Extracted records
......

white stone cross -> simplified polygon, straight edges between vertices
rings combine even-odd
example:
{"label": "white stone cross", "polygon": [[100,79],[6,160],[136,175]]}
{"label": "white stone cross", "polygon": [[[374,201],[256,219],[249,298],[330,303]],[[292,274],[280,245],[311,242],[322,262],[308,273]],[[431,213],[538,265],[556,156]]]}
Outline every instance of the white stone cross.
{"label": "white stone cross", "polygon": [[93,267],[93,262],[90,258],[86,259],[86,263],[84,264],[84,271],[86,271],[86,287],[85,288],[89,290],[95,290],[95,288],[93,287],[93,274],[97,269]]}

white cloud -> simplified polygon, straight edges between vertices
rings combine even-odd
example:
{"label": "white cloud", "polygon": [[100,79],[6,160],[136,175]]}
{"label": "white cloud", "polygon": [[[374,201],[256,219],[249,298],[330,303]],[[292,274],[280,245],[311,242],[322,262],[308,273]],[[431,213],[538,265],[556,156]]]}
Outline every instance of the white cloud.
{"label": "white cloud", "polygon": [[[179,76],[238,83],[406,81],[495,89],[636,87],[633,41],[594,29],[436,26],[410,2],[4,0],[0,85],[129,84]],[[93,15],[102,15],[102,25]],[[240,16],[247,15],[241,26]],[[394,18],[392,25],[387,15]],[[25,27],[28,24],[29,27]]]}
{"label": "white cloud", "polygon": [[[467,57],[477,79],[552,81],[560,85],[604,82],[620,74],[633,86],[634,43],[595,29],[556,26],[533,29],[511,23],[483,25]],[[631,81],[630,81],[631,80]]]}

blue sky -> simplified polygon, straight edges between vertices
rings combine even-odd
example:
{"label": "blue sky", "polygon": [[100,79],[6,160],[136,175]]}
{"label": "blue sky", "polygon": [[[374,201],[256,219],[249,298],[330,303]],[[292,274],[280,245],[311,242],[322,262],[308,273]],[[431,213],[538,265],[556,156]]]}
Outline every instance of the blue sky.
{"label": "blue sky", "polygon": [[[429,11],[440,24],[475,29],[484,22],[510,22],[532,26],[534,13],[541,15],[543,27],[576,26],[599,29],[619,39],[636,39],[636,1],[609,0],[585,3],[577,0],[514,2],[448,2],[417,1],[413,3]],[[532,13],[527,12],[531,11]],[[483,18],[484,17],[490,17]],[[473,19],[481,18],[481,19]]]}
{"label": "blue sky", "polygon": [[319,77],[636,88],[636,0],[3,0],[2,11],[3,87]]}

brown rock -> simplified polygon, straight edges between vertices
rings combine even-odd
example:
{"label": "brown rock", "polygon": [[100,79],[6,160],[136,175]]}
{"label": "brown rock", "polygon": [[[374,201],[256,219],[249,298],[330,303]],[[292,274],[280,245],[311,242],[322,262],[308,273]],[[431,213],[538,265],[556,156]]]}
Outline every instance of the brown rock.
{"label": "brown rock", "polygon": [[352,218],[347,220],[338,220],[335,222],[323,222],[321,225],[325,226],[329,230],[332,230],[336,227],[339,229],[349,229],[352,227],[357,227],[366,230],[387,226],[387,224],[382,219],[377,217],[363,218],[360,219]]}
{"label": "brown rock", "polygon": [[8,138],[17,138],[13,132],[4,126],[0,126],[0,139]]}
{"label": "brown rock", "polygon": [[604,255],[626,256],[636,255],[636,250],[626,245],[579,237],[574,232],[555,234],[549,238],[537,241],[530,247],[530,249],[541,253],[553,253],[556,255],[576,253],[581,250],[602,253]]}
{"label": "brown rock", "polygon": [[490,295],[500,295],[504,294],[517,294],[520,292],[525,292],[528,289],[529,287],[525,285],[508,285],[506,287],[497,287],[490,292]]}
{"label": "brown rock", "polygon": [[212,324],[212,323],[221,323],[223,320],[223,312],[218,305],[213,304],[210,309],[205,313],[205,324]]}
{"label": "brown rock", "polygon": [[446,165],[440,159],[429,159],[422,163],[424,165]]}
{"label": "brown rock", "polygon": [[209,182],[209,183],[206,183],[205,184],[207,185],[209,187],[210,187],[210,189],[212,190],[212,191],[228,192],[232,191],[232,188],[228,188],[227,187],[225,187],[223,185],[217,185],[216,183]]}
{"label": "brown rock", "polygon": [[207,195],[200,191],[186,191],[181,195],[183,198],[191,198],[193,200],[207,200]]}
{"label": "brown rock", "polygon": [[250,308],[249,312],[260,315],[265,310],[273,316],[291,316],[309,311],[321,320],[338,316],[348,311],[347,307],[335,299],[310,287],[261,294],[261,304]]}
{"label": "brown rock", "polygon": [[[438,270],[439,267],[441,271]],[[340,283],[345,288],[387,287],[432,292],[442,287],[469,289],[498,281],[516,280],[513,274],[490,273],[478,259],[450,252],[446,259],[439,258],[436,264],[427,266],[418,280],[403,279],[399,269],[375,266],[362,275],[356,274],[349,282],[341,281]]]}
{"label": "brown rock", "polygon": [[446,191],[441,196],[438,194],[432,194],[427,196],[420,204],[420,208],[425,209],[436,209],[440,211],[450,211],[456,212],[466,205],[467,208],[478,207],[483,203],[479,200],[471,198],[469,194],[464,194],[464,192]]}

......

### TASK TO COMPLETE
Return every line exactly.

### ANSWER TO THIS EXERCISE
white stone cross -> simplified polygon, straight edges between vertices
rings combine even-odd
example:
{"label": "white stone cross", "polygon": [[100,79],[6,160],[136,175]]}
{"label": "white stone cross", "polygon": [[[374,201],[256,219],[249,298],[330,303]],[[292,274],[280,245],[311,242],[322,262],[308,273]],[[431,213],[538,265],[556,156]]]}
Outline every instance of the white stone cross.
{"label": "white stone cross", "polygon": [[93,267],[93,262],[90,258],[86,259],[86,263],[84,264],[84,271],[86,271],[86,287],[85,288],[89,290],[95,290],[95,288],[93,287],[93,274],[97,269]]}

white cloud -> simplified polygon, straight edges between vertices
rings combine even-odd
example:
{"label": "white cloud", "polygon": [[100,79],[6,160],[136,175]]}
{"label": "white cloud", "polygon": [[[374,201],[256,219],[249,298],[330,303]],[[292,274],[280,245],[311,242],[322,262],[308,273]],[[431,213],[538,265],[556,156]]]}
Outline every instance of the white cloud.
{"label": "white cloud", "polygon": [[[179,76],[238,83],[406,81],[495,89],[636,87],[633,41],[594,29],[436,26],[410,2],[4,0],[0,85],[129,84]],[[93,15],[102,15],[102,25]],[[240,16],[247,15],[241,26]],[[394,18],[392,25],[387,15]],[[25,27],[28,24],[29,27]]]}
{"label": "white cloud", "polygon": [[[467,57],[477,79],[552,81],[560,85],[604,82],[620,74],[633,86],[634,43],[595,29],[556,26],[533,29],[511,23],[483,25]],[[631,81],[630,81],[631,80]]]}

blue sky -> simplified polygon, straight edges between vertices
rings combine even-odd
example:
{"label": "blue sky", "polygon": [[100,79],[6,160],[136,175]]}
{"label": "blue sky", "polygon": [[[374,201],[256,219],[249,298],[330,303]],[[292,274],[280,245],[311,242],[322,262],[308,273]],[[431,213],[538,265],[556,156]]]}
Outline every instance of the blue sky.
{"label": "blue sky", "polygon": [[[429,11],[440,24],[475,29],[484,22],[510,22],[532,26],[534,13],[541,15],[543,27],[576,26],[599,29],[619,39],[636,39],[636,1],[609,0],[585,3],[577,0],[514,2],[448,2],[417,1],[413,3]],[[532,13],[527,12],[531,11]],[[483,18],[484,17],[490,17]],[[473,19],[481,18],[481,19]]]}
{"label": "blue sky", "polygon": [[319,77],[636,88],[636,0],[3,0],[2,11],[3,87]]}

brown rock -> simplified polygon, straight edges between vertices
rings combine even-odd
example:
{"label": "brown rock", "polygon": [[100,79],[6,160],[136,175]]}
{"label": "brown rock", "polygon": [[[374,201],[256,219],[249,298],[330,303]],[[292,274],[280,245],[311,242],[322,262],[308,273]],[[431,213],[538,265],[556,156]]]}
Outline every instance of the brown rock.
{"label": "brown rock", "polygon": [[352,218],[347,220],[338,220],[335,222],[323,222],[321,225],[325,226],[329,230],[332,230],[336,227],[339,229],[349,229],[352,227],[357,227],[366,230],[387,226],[387,224],[382,219],[377,217],[363,218],[360,219]]}
{"label": "brown rock", "polygon": [[8,138],[17,138],[13,132],[4,126],[0,126],[0,139]]}
{"label": "brown rock", "polygon": [[604,255],[626,256],[636,255],[636,250],[626,245],[579,237],[574,232],[555,234],[549,238],[537,241],[530,247],[530,249],[541,253],[553,253],[556,255],[576,253],[581,250],[602,253]]}
{"label": "brown rock", "polygon": [[490,295],[500,295],[504,294],[517,294],[520,292],[525,292],[528,289],[529,287],[525,285],[508,285],[506,287],[497,287],[490,292]]}
{"label": "brown rock", "polygon": [[212,324],[212,323],[221,323],[223,320],[223,312],[218,305],[213,304],[210,309],[205,313],[205,324]]}
{"label": "brown rock", "polygon": [[446,165],[440,159],[429,159],[422,163],[424,165]]}
{"label": "brown rock", "polygon": [[209,182],[209,183],[206,183],[205,184],[207,185],[209,187],[210,187],[210,189],[212,190],[212,191],[228,192],[232,191],[232,188],[228,188],[227,187],[225,187],[223,185],[217,185],[216,183]]}
{"label": "brown rock", "polygon": [[207,195],[200,191],[186,191],[181,195],[183,198],[191,198],[193,200],[207,200]]}
{"label": "brown rock", "polygon": [[250,308],[249,312],[260,315],[265,310],[273,316],[291,316],[309,311],[321,320],[338,316],[348,311],[347,307],[335,299],[310,287],[261,294],[261,304]]}
{"label": "brown rock", "polygon": [[[438,270],[439,267],[441,271]],[[340,283],[345,288],[387,287],[432,292],[442,287],[469,289],[498,281],[516,280],[513,274],[490,273],[478,259],[450,252],[446,259],[439,258],[436,264],[427,266],[418,280],[403,279],[399,269],[375,266],[362,275],[356,274],[349,282],[341,281]]]}
{"label": "brown rock", "polygon": [[446,191],[441,196],[438,194],[432,194],[427,196],[420,204],[420,208],[425,209],[436,209],[440,211],[450,211],[456,212],[466,205],[467,208],[478,207],[483,203],[479,200],[471,198],[469,194],[464,194],[464,192]]}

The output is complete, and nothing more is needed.